Exercise input:

————————

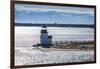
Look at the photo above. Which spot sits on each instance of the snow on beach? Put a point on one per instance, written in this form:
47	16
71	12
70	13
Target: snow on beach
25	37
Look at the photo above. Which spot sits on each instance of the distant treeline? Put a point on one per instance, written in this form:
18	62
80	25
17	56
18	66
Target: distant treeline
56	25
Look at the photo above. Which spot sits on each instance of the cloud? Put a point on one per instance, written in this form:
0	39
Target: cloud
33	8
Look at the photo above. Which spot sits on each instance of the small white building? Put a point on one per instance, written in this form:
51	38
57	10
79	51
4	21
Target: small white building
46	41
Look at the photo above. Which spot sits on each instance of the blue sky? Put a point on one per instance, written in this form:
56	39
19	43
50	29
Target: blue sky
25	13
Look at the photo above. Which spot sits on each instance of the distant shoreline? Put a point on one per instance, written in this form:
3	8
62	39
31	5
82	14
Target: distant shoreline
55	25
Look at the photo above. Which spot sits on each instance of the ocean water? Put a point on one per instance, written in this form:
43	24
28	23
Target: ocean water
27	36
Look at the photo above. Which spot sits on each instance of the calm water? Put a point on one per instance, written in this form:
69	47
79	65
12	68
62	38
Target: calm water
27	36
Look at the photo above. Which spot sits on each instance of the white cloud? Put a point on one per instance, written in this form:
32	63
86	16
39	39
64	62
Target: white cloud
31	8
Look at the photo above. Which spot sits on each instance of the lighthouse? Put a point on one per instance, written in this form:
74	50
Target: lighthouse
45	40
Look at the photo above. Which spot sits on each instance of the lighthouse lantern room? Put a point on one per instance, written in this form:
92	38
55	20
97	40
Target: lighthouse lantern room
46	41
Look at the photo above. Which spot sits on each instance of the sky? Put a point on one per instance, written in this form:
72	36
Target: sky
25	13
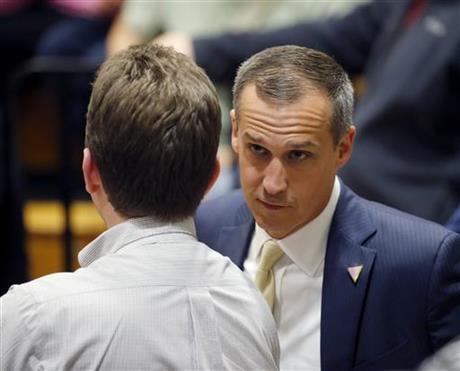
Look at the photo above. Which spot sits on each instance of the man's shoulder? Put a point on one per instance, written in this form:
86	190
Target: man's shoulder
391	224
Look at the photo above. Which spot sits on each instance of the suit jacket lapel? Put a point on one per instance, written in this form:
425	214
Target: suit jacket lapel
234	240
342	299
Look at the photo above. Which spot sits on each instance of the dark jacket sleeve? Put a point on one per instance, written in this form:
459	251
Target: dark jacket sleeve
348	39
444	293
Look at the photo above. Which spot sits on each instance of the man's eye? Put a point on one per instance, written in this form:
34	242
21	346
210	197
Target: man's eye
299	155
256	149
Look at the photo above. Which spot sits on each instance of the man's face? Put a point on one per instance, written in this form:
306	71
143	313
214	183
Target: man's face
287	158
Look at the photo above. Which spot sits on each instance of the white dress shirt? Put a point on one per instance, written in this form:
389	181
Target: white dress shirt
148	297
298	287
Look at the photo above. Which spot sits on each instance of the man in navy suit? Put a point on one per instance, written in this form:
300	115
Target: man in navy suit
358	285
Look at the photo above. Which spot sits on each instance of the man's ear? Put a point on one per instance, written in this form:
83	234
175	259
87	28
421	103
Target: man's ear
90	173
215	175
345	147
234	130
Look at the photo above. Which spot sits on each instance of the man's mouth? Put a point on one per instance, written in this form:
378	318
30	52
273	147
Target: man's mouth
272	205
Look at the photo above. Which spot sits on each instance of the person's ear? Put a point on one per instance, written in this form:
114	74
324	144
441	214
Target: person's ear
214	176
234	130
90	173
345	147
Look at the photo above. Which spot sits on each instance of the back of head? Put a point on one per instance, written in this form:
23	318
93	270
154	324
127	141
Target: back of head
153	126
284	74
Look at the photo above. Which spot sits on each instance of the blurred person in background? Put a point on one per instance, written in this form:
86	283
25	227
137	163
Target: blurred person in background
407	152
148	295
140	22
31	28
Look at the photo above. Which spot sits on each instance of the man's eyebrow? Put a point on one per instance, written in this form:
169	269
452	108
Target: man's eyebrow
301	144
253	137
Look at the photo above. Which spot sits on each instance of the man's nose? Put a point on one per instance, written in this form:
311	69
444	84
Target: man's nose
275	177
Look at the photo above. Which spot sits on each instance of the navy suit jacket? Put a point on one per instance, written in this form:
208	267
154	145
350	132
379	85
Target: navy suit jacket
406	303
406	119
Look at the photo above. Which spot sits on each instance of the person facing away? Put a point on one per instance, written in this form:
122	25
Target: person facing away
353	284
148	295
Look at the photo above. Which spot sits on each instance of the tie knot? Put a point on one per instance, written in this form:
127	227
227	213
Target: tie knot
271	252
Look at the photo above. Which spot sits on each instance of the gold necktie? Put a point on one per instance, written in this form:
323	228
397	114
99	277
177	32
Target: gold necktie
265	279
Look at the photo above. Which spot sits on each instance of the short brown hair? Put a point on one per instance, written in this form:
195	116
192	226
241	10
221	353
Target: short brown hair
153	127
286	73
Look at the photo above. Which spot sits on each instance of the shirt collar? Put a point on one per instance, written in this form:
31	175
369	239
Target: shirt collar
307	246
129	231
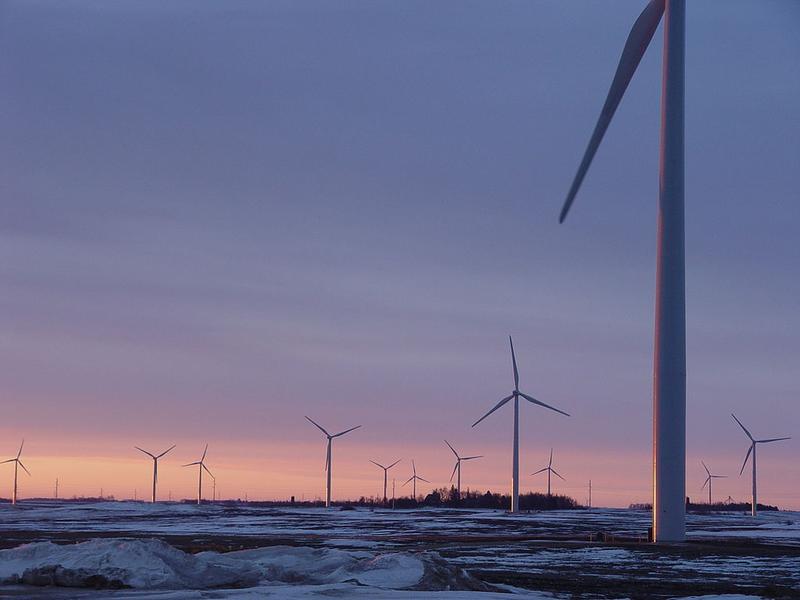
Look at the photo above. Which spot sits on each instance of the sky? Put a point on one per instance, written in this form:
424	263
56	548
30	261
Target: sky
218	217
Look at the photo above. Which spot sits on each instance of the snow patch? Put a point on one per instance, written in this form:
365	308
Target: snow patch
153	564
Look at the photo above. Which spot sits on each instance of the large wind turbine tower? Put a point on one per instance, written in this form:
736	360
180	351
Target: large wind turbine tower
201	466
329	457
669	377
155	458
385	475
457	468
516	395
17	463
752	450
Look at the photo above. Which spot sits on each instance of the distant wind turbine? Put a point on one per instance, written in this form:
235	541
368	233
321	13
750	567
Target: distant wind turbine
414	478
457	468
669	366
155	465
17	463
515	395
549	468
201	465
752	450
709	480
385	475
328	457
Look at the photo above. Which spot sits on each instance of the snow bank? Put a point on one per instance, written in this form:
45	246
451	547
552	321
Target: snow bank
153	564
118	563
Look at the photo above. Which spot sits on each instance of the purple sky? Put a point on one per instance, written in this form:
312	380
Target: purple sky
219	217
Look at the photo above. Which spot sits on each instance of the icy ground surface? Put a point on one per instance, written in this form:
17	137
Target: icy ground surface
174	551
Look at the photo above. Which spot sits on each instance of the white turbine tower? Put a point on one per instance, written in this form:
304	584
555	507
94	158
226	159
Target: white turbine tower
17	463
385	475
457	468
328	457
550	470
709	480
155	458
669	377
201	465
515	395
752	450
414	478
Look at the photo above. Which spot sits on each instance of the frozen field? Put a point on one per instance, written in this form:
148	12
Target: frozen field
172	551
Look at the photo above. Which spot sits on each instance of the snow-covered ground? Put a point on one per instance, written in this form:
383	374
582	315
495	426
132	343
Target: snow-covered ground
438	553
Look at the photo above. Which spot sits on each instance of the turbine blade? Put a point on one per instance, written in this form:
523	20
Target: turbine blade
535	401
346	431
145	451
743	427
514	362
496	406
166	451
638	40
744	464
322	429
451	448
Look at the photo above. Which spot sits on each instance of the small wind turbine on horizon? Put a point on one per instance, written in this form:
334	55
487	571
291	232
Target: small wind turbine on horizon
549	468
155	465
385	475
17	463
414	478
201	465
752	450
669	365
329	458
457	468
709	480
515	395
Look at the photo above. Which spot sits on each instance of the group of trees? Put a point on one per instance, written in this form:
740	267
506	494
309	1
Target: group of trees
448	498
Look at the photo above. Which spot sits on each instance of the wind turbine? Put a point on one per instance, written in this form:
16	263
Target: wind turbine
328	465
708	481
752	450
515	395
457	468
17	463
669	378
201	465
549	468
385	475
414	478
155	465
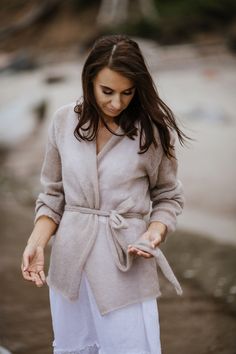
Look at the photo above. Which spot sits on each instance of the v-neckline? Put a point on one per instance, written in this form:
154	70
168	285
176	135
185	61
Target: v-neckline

————————

Goal of the exercise: Print the data exactly as written, dropping any images it holds.

Solution below:
Look at the photo above. Which spot sits on each instance of the snow on beach? Put a point on one per instance, written in this form:
47	16
71	12
70	13
Target: snow on beach
25	37
Look at the photo above. Which spot sits on each instance of the distant treeline? Put a point on one per instance, written in this form:
18	62
80	25
17	56
18	66
Target: distant treeline
56	25
Look at the photo above. Which spot sits on each instance of the cloud? Put a point on one per instance, written in this form:
0	39
Target: cloud
33	8
Look at the photo above. Which spot sits on each instance of the small white building? Put a point on one per instance, written in this form:
51	38
57	10
79	51
4	21
Target: small white building
46	41
Look at the photo above. Which spot sits on each instance of the blue sky? Put a point on one per instance, written in this form:
56	39
19	43
50	29
Target: blue sky
25	13
Look at the photo above. Which spot sits on each instance of the distant shoreline? Put a point on one per instance, written in this form:
3	8
62	39
31	5
82	14
Target: distant shoreline
55	25
Look at the photo above. Which spot sits on each instance of the ocean water? Put a point on one per instance, written in this form:
43	24
28	23
Target: ocean water
27	36
Look at the photo above. Which spot sits on each instance of the calm water? Put a point on one per instance, written in this form:
69	47
79	65
12	68
62	38
Target: calm water
27	36
Look at the photo above. Which spot sits on each instance of the white cloud? Put a point on one per instance, written in this form:
32	63
86	16
39	39
64	62
Target: white cloud
31	8
Look at the photo above. Which spot sits on each instance of the lighthouse? Put a point on one per instance, written in this form:
74	50
Target: lighthouse
45	40
Look at the photo above. Which spot sits on each instance of the lighthouse lantern room? Put a point on one per instance, written in this form:
92	38
55	20
97	40
Target: lighthouse lantern room
46	41
Look at the photo above. Which spot sits on each instance of the sky? Put a point on one per instance, written in this form:
72	36
Target: sky
25	13
Look at the photo above. Which spot sits on each instance of the man's shoulder? Put a point on one per instance, written in this form:
86	190
Target: man's shoulder
391	224
Look at the photo above. Which spot sits on each instance of the suit jacket lapel? Put a point on one per instance, written in this form:
425	214
Target: suit jacket lapel
234	240
342	299
Look at the photo above. Which spot sits on each instance of the dark jacket sleeve? Put a point on one per instance, written in this form:
459	251
Target: dark jacket sleeve
348	39
444	293
Look at the photo above. Which spot sits on each instance of the man's eye? Put a point on one per instance, written in this form:
34	242
21	346
210	197
Target: man's eye
299	155
256	149
Look at the photo above. Which spot sits on each instance of the man's face? Put a point on one per instance, written in this form:
306	71
143	313
214	183
Target: man's face
287	158
Look at the photo above. Which spot sits on each instance of the white dress shirt? Put a point on one per instance, written in this form:
389	181
Target: white dress shirt
148	297
298	287
Look at the photo above. Which spot sits on each instance of the man in navy suit? Put a point on one per instance, written in this form:
300	115
Target: man in navy suit
358	285
Look at the photo above. Which spot sits on each instance of the man's ear? Put a point on one per instance, written in this form:
83	234
175	259
87	28
421	103
Target: man's ear
90	173
215	175
345	147
234	130
Look at the photo above. Which spot sits on each instance of the man's mouth? Put a point on one per instance, written in this form:
378	318
30	52
273	147
Target: man's mouth
272	205
Look at the photo above. Which spot sits on each instance of the person's ear? Put a point on one per instance, written in this form:
114	74
324	144
441	214
Target: person's ear
214	176
234	130
90	173
345	147
Look at the photo above. Which spot sits on each instance of the back of head? Put a point on one per instance, written in this form:
23	318
93	270
154	324
127	141
Target: back of head
153	126
284	74
Look at the photo above. Which spot sits on each instance of the blurred person in background? Put a point on one per instance, written in this form:
86	283
25	227
137	163
Target: blurred person in background
407	152
148	295
140	22
31	28
Look at the photo above. Which spot sits on each instance of the man's eyebrow? Put a point on one per instance, written in this form:
169	269
452	108
Target: man's eyebrow
301	144
253	137
Look at the photo above. Which spot sits on each instance of the man's nose? Put a point on one per instance, written in this form:
311	69
444	84
Target: man's nose
275	177
Look at the photo above. Which spot sits on each instance of the navy suit jacket? Put a point on one per instance, written in this form:
208	267
154	145
350	132
379	85
Target: navy suit jacket
406	303
406	119
Look at the photo above. Which spot sits on each instance of the person facing away? Put a point on one per instance, written in this form:
122	25
Target: person facing away
353	284
148	295
Look at the photo above. Which spot sits on each instance of the tie knot? Put a point on one per instance, written in this form:
127	227
227	213
Target: tie knot
271	252
Look at the photo above. Which spot sits on each instance of the gold necktie? Put a point on one per instance, written in this form:
323	228
397	114
99	277
177	32
Target: gold necktie
265	279
Look at the photo above. Which spot sits on each instance of the short brown hair? Put a point on one per instance, written in this form:
195	116
192	226
241	10
221	353
Target: short brown hair
153	127
286	73
Look at the photo above. Which spot sits on each instance of the shirt collar? Put a point on one per instance, written in this form:
31	175
369	239
Target: shirt collar
307	246
129	231
Look at the photo above. Which spot sits on each instance of the sky? Put a point on one per instance, written in this form:
424	263
56	548
30	261
Target: sky
218	217
Look at the photo above. Which spot sits on each instance of the snow patch? Put a point on one per instance, written in this form:
365	308
Target: snow patch
153	564
Look at the photo above. Which spot sits on each instance of the large wind turbine tower? Put a point on one per instance, written in this form:
736	360
180	351
Target: large wind turbine tower
201	466
329	457
669	377
155	458
385	475
457	468
516	395
17	463
752	450
Look at the photo above. Which spot sits on each instance of the distant wind turbine? Put a point on one per instance, written in this form:
235	541
368	233
321	13
750	567
Target: distant wind turbine
414	478
457	468
669	366
155	465
17	463
515	395
549	468
201	465
752	450
709	480
385	475
328	457
Look at the photo above. Which spot sits on each instance of the snow bank? Put a point on one per instance, written in this form:
45	246
451	547
552	321
Target: snow bank
153	564
118	563
Look at the photo above. Which spot sits on each instance of the purple sky? Put a point on one per instance, written in this form:
312	380
Target: purple sky
219	217
Look at the photo above. Which spot sits on each instance of the icy ground surface? Put a point on one per instance, written in this form:
17	137
Target: icy ground surface
174	551
Look at the photo above. Which spot sits on each instance of the white turbine tower? Put a point on one per instance, written in this form:
304	584
555	507
94	158
226	159
Target: white turbine tower
17	463
385	475
457	468
328	457
550	470
709	480
155	458
669	377
201	465
515	395
752	450
414	478
Look at the photo above. Which spot sits on each instance of the frozen field? Put a point on one per instance, written in this form:
148	12
Target: frozen field
172	551
Look at the photo above. Which spot sits on each instance of the snow-covered ground? Put a point on one per instance, written in this form:
383	374
582	315
495	426
132	343
Target: snow-covered ground
438	553
Look at the photo above. Which spot sits on each instance of the turbine blade? Put a point on one per instance, written in this form:
523	20
Target: turbine blade
535	401
346	431
145	451
743	427
514	362
496	406
166	451
638	40
744	464
322	429
451	448
Look at the photo above. Which spot sits on each instance of the small wind turbine on horizon? Put a point on one per instance, written in this form:
334	55
487	571
291	232
Target: small wind turbine on horizon
549	468
155	465
385	475
17	463
414	478
201	465
752	450
669	365
329	458
457	468
709	480
515	395
Look at the photo above. Which spot sits on each instance of the group of trees? Put a point on one per instance, written in this form:
740	267
506	494
309	1
Target: group of trees
448	498
Look at the photo above. Which spot sits on each instance of the wind turbine? Put a point on one per instance, written in this form:
16	263
Target: wind turbine
328	465
708	481
752	450
515	395
457	468
17	463
669	378
201	465
549	468
385	475
414	478
155	465
Look at the photo above. Which spot sits on each instance of the v-neckline? Put a point on one per instance, written in this form:
154	70
168	285
176	135
185	61
Target: v-neckline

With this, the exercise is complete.